Texte retenu:

━━━━

FTXSam Bankman-Fried. | Source : Getty Images

Le conte de fées de Sam Bankman-Fried dans le monde des cryptomonnaies avec FTX vient de connaître une fin des plus désastreuses, mais malheureusement prévisible si l’on en croit ces nombreux indices.

 

Alors que l’autopsie de l’empire cryptographique de Sam Bankman-Fried commence, il est essentiel de noter qu’une telle débâcle était prévisible. Néanmoins, tous les observateurs, experts comme néophytes, ont ignoré tous les signes avant-coureurs.

L’histoire avait pourtant bien commencé. En un peu plus de trois ans, la plateforme FTX est passée du néant à une société valorisée à 32 milliards de dollars. Aujourd’hui, elle retourne vers le néant.

En cours de route, les investisseurs, les politiciens, les régulateurs et même les journalistes n’ont pas su déceler les indices de l’effondrement de l’empire FTX. Tout le monde a été ébloui par la personnalité de Sam Bankman-Fried, par son énergie débordante, son optimisme sans faille et sa franchise à toute épreuve, qui offrait une voie d’accès au monde fou des cryptomonnaies.

Les indices étaient pourtant bien présents et souvent, c’était Sam Bankman-Fried en personne qui les fournissait. Lors d’un entretien avec David Rubenstein, l’un des fondateurs de Caryle Groupe et un animateur de Bloomberg TV, Sam Bankman-Fried a expliqué pourquoi il avait créé la plateforme FTX : il présageait la disparition de la bourse. Selon ses propos, l’empire FTX est né des frustrations qu’il éprouvait chez Alameda Research, la société de trading quantitatif qu’il a cofondée avec Tara Mac Aulay.

La société Alameda gagnait beaucoup d’argent, mais elle aurait pu en gagner davantage. Les sociétés de capital-risque n’étaient pas vraiment disposées à donner de l’argent à des traders d’une vingtaine d’années, indépendamment de leurs prétendus rendements annualisés de 100 %. Ainsi, la société Alameda s’est appuyée sur des « lignes de crédit bricolées » pour construire sa base de capital, a déclaré Sam Bankman-Fried.

Dans un coup de génie (en tout cas, ce qui y ressemblait à l’époque), FTX a su résoudre ces problèmes d’une manière simple et élégante. En construisant sa propre bourse, Sam Bankman-Fried pouvait créer une plateforme adaptée aux besoins commerciaux d’Alameda et cocher toutes les cases pour attirer le capital de risque. De plus, FTX a adopté un slogan parlant, qui reprend subtilement celui que la société Enron avait utilisé pour sa plateforme de trading : « built by traders, for traders » (littéralement, « construit par des traders, pour des traders »).

━━━━

Exercice proposé 1: Mettez à jour le passage des entrées allant du début jusqu'à la ligne contenant « x=169, y=152 » incluse, en remplaçant « utility pole » par « telephone pole » et en laissant tout le reste inchangé.

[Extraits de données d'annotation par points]
━━━━

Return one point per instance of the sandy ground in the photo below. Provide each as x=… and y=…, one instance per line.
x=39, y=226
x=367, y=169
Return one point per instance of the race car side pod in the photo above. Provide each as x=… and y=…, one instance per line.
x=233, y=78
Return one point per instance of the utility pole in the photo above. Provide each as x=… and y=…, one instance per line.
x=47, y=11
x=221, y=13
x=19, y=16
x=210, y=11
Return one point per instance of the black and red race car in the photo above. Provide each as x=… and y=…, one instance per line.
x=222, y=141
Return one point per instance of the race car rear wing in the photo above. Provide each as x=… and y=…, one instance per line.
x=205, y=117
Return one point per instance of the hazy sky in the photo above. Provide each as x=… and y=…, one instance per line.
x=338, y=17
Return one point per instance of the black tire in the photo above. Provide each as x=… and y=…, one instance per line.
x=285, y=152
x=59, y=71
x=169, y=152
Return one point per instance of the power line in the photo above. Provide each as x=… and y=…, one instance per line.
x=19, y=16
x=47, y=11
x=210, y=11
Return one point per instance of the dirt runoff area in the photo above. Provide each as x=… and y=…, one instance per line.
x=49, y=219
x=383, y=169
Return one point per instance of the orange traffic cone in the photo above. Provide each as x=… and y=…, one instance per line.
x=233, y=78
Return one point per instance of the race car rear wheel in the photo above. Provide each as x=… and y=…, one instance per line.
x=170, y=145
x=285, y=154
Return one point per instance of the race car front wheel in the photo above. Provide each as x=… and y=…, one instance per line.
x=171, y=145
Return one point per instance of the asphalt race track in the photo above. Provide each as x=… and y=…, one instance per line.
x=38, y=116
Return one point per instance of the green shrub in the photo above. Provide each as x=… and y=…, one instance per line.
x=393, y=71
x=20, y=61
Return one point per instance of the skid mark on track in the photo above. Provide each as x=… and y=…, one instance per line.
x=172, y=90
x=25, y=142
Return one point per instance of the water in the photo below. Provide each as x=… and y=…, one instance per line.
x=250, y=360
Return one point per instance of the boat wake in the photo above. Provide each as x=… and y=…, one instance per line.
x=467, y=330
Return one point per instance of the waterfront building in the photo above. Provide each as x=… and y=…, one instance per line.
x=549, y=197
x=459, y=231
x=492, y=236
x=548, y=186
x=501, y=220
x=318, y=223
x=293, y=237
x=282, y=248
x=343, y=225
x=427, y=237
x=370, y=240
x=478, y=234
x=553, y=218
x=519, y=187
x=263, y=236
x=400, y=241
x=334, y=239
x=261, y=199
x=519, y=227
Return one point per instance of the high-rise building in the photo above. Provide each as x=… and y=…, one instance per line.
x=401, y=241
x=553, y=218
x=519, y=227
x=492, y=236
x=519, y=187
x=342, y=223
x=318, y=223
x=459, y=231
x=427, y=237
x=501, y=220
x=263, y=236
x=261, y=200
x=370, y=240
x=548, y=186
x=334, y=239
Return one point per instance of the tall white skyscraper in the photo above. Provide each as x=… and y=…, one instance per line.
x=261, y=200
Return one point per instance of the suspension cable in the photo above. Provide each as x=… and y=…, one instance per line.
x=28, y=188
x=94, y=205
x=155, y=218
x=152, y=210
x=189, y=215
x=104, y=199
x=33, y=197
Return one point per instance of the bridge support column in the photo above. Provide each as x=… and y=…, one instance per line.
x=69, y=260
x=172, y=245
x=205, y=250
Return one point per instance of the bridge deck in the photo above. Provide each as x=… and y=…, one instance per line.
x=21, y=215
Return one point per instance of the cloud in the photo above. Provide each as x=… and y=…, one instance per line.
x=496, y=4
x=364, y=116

━━━━

Exercice proposé 2: D'après le texte sur FTX, à combien la plateforme était-elle valorisée après un peu plus de trois ans d'existence ?

Solution proposée 1:
Return one point per instance of the sandy ground in the photo below. Provide each as x=… and y=…, one instance per line.
x=39, y=226
x=367, y=169
Return one point per instance of the race car side pod in the photo above. Provide each as x=… and y=…, one instance per line.
x=233, y=78
Return one point per instance of the telephone pole in the photo above. Provide each as x=… and y=…, one instance per line.
x=47, y=11
x=221, y=13
x=19, y=16
x=210, y=11
Return one point per instance of the black and red race car in the photo above. Provide each as x=… and y=…, one instance per line.
x=222, y=141
Return one point per instance of the race car rear wing in the photo above. Provide each as x=… and y=…, one instance per line.
x=205, y=117
Return one point per instance of the hazy sky in the photo above. Provide each as x=… and y=…, one instance per line.
x=338, y=17
Return one point per instance of the black tire in the photo above. Provide each as x=… and y=…, one instance per line.
x=285, y=152
x=59, y=71
x=169, y=152

Solution proposée 2: À 32 milliards de dollars.